◆ DIRECTIVE:
How many lines in the items below contain the string "toad"? Matching is case-sensitive; reply with the number alone.

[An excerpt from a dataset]
----

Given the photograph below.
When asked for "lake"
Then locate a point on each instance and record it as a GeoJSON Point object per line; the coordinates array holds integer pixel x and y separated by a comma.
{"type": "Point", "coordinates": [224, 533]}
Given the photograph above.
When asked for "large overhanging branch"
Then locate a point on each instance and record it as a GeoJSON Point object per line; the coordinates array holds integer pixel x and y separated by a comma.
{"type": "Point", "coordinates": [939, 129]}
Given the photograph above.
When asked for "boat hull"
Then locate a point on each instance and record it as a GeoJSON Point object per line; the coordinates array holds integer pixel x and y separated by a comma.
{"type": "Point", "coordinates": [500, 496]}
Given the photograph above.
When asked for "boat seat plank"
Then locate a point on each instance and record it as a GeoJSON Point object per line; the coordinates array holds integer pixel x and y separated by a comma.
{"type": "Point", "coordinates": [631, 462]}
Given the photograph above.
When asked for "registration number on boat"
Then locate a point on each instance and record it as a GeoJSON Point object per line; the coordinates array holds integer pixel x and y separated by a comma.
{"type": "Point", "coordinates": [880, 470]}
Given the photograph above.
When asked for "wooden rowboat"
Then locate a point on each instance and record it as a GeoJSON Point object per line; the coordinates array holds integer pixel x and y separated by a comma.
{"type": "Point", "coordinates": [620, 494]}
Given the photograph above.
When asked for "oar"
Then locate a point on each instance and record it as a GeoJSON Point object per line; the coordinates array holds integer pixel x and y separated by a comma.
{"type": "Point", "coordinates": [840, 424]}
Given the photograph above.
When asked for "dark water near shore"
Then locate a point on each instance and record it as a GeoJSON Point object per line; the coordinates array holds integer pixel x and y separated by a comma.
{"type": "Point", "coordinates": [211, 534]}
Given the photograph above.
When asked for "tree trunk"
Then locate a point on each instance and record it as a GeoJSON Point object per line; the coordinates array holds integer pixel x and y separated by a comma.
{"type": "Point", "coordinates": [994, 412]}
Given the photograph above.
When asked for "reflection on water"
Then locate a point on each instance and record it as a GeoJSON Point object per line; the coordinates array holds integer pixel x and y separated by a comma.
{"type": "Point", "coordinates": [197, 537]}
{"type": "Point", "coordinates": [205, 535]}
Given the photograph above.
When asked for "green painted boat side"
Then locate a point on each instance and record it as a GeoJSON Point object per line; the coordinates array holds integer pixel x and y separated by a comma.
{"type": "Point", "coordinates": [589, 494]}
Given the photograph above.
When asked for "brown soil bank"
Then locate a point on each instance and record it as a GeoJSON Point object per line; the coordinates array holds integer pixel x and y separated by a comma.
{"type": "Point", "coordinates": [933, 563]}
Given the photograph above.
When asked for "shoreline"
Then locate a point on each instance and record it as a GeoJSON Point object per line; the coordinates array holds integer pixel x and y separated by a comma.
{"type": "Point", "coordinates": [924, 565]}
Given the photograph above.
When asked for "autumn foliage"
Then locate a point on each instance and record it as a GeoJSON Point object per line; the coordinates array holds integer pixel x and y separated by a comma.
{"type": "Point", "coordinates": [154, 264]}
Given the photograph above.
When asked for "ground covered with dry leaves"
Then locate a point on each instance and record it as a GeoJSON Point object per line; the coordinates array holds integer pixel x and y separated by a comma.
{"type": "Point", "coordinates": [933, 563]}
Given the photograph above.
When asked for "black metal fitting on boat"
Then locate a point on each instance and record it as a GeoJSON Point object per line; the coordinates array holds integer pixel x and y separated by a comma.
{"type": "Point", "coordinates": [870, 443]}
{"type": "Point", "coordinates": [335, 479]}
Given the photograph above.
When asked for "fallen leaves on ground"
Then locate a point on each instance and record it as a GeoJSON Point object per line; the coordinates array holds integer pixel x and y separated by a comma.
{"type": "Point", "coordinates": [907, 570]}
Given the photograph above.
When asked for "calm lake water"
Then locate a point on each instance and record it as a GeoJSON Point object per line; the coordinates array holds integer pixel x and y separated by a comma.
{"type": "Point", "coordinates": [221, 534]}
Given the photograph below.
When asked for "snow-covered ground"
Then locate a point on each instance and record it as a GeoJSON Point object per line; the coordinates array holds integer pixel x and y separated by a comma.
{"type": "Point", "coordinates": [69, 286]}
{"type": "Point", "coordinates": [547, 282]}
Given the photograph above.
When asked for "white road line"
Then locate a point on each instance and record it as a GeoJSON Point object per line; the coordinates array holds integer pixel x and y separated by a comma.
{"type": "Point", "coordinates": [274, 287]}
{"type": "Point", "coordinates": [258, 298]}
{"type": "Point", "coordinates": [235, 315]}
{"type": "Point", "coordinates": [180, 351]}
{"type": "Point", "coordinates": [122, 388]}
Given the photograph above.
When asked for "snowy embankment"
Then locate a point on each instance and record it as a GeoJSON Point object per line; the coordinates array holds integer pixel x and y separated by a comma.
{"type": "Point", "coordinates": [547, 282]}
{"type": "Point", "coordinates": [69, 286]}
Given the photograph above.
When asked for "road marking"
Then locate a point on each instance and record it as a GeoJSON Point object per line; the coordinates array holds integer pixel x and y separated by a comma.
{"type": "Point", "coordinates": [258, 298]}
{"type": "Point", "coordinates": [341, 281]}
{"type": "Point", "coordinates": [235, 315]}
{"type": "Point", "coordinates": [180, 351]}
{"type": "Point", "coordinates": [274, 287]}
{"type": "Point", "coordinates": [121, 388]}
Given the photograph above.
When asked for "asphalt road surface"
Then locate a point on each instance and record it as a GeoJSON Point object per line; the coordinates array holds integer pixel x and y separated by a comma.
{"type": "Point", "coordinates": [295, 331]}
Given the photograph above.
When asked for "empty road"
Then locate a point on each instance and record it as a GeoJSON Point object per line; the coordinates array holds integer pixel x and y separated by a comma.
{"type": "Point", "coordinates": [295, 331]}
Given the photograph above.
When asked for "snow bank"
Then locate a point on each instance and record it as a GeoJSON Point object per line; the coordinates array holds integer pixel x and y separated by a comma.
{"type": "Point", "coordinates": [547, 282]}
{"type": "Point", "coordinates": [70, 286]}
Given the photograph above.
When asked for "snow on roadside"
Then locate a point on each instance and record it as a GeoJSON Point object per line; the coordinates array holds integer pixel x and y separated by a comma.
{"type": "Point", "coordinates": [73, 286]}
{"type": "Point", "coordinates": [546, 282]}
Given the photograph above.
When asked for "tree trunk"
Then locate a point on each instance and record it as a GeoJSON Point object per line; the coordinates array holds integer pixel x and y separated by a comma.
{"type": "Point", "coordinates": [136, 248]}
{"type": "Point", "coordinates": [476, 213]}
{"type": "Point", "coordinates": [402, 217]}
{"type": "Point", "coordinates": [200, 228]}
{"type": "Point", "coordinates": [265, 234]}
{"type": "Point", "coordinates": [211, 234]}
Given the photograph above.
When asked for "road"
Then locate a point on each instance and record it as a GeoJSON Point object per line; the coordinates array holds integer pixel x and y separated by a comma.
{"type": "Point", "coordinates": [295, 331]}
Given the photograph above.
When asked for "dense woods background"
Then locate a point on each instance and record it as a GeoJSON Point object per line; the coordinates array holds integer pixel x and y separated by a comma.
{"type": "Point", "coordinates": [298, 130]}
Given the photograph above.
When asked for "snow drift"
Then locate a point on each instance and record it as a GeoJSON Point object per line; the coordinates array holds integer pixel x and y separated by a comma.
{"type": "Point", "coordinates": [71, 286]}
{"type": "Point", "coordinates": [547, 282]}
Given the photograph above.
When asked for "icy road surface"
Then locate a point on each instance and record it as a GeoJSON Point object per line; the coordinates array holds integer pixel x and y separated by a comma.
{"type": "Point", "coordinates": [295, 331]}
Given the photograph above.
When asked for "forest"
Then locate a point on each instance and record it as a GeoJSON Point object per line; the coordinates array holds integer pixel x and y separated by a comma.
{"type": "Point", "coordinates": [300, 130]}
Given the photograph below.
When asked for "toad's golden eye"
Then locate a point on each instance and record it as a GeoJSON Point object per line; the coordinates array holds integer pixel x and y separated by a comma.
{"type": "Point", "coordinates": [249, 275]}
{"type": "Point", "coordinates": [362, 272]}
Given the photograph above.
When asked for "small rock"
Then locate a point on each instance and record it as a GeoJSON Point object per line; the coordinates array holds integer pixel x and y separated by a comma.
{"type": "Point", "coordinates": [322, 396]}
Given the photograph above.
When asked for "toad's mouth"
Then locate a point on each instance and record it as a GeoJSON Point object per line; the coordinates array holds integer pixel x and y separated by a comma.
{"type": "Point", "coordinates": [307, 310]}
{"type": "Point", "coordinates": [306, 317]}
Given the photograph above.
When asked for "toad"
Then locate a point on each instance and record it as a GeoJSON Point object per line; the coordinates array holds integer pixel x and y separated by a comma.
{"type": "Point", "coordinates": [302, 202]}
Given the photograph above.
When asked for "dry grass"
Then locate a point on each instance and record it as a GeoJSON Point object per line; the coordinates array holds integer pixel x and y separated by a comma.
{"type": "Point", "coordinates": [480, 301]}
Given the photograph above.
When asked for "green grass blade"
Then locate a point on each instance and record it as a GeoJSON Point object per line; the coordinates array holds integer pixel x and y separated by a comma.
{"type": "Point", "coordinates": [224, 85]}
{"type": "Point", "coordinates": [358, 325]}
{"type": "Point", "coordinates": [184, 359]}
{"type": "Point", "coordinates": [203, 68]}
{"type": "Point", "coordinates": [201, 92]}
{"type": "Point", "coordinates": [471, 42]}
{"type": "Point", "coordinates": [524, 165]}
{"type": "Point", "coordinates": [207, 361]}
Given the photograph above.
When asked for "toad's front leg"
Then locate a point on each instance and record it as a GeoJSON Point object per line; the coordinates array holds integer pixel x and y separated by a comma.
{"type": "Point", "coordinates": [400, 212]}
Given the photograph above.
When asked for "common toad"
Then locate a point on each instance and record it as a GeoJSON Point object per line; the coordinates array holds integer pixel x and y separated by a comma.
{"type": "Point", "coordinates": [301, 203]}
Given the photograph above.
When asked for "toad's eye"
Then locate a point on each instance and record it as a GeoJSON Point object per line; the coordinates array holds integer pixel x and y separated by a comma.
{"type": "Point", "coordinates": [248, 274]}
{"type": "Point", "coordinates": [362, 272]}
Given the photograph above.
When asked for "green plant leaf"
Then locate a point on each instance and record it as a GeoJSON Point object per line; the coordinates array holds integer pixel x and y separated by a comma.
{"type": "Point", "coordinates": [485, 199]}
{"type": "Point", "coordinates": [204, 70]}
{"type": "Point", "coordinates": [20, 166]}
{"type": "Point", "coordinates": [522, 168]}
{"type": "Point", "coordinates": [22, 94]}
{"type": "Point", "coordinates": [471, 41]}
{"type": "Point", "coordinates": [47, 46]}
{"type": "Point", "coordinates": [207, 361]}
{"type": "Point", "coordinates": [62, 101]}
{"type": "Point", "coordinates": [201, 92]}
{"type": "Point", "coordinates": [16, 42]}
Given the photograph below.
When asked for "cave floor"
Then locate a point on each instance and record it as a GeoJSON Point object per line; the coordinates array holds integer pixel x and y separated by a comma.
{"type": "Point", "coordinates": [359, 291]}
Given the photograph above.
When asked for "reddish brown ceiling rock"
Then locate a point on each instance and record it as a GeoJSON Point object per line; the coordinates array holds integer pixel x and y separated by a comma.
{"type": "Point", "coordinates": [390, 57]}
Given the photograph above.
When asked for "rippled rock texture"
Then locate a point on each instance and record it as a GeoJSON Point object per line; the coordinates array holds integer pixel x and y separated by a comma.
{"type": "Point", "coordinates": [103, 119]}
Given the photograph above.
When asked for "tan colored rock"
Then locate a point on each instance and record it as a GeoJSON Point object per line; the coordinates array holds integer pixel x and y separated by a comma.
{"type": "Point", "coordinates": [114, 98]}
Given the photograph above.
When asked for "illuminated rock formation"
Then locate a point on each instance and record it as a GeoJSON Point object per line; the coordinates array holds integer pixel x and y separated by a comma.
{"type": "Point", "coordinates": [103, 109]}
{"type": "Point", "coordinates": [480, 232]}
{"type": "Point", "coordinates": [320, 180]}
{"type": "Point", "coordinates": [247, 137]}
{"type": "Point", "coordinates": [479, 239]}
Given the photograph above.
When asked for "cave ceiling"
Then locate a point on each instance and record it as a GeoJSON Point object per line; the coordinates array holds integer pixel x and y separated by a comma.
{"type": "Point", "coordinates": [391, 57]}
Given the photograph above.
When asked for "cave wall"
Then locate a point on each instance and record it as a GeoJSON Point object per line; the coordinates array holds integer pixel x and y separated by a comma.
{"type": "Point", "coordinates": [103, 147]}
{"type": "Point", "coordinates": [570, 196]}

----

◆ EXERCISE RESPONSE:
6